Rescale the data below by repeating its lines with the requests included, multiplying each point coordinate in the answers by 0.35 and rounding to a whole number, with halves rounded up. Begin at the line that contains "Note: for each instance of the white sofa" and stop after the line that contains "point(858, 394)".

-- START Data supplied --

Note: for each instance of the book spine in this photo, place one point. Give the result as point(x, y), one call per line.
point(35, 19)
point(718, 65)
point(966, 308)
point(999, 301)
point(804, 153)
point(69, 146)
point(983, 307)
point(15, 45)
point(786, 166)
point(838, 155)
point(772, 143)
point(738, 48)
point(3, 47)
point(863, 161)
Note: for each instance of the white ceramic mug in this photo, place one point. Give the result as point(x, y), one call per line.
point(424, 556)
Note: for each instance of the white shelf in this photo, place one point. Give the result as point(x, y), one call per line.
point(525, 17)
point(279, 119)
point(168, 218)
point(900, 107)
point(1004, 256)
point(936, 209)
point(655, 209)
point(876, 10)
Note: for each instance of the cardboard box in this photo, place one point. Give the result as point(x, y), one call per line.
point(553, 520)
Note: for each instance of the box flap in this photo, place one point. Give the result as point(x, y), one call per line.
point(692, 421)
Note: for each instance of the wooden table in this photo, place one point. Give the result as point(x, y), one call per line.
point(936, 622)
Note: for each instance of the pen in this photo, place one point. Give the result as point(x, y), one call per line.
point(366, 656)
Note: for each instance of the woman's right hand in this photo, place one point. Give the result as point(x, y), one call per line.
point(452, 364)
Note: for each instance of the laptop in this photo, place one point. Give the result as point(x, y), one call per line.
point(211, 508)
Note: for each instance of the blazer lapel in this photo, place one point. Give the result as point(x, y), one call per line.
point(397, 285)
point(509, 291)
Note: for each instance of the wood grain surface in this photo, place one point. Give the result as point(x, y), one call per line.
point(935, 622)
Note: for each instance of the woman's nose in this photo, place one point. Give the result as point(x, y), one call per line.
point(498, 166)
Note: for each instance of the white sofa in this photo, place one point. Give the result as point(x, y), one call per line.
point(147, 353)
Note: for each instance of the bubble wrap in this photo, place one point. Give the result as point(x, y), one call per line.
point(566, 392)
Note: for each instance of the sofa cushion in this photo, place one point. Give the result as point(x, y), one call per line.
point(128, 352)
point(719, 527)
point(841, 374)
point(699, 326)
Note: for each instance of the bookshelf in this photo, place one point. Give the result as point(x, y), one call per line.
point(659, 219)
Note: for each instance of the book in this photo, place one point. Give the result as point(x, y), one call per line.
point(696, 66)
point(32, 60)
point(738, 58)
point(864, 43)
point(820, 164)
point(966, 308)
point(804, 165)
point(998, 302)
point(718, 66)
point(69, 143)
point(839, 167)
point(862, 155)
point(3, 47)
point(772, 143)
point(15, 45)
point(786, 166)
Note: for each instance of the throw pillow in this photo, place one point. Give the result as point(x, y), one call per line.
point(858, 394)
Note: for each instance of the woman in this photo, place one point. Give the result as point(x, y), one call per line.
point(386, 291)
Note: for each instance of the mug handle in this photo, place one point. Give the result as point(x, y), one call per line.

-- END Data supplied --

Output below:
Note: for each instance of the white sofa in this photo, place one point. Give the result as point(x, y), one call per line.
point(51, 124)
Note: for each instance of the bubble wrap in this photo, place one point. Give the result as point(x, y), one call per line.
point(198, 137)
Note: for each instance of the sofa cushion in this photo, place one point. Give the result as point(x, y), one call per line.
point(45, 123)
point(252, 184)
point(294, 131)
point(245, 114)
Note: for each instance of the bookshelf in this photo, place one point. Give the result as point(x, y), one call per line.
point(231, 77)
Note: for each instance of the book in this photo, place one point. Give the result as point(x, y), one call per line.
point(244, 23)
point(11, 21)
point(258, 20)
point(302, 15)
point(287, 57)
point(338, 108)
point(281, 58)
point(349, 106)
point(251, 23)
point(24, 50)
point(294, 58)
point(302, 54)
point(1, 16)
point(270, 50)
point(5, 16)
point(275, 58)
Note: for each instance of the throw pillow in this photo, place one point. Give the result as point(x, y), one call per line.
point(300, 138)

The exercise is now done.